::: Records shown

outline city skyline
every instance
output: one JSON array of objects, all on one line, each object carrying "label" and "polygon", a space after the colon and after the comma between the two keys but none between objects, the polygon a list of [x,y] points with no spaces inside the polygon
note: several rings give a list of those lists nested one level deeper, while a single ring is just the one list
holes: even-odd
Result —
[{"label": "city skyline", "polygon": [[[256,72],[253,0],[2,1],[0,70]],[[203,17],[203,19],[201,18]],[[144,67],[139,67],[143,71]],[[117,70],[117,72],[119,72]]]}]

::::::

> Task prompt
Please update the data above by changing "every instance" to "all instances" and leaving everything else the same.

> Response
outline city skyline
all instances
output: one JSON array of objects, all on one line, each object carrying "label" and "polygon", a space after the colon and after the comma between the two keys but none between objects, the polygon a list of [x,y] points with no spaces inside the polygon
note: several rings give a list of those lists nested one level deeper, while a single ring is just the one list
holes: even-odd
Result —
[{"label": "city skyline", "polygon": [[[256,72],[253,0],[2,1],[0,70]],[[203,17],[203,19],[201,18]],[[144,67],[139,67],[143,71]],[[117,70],[117,72],[119,72]]]}]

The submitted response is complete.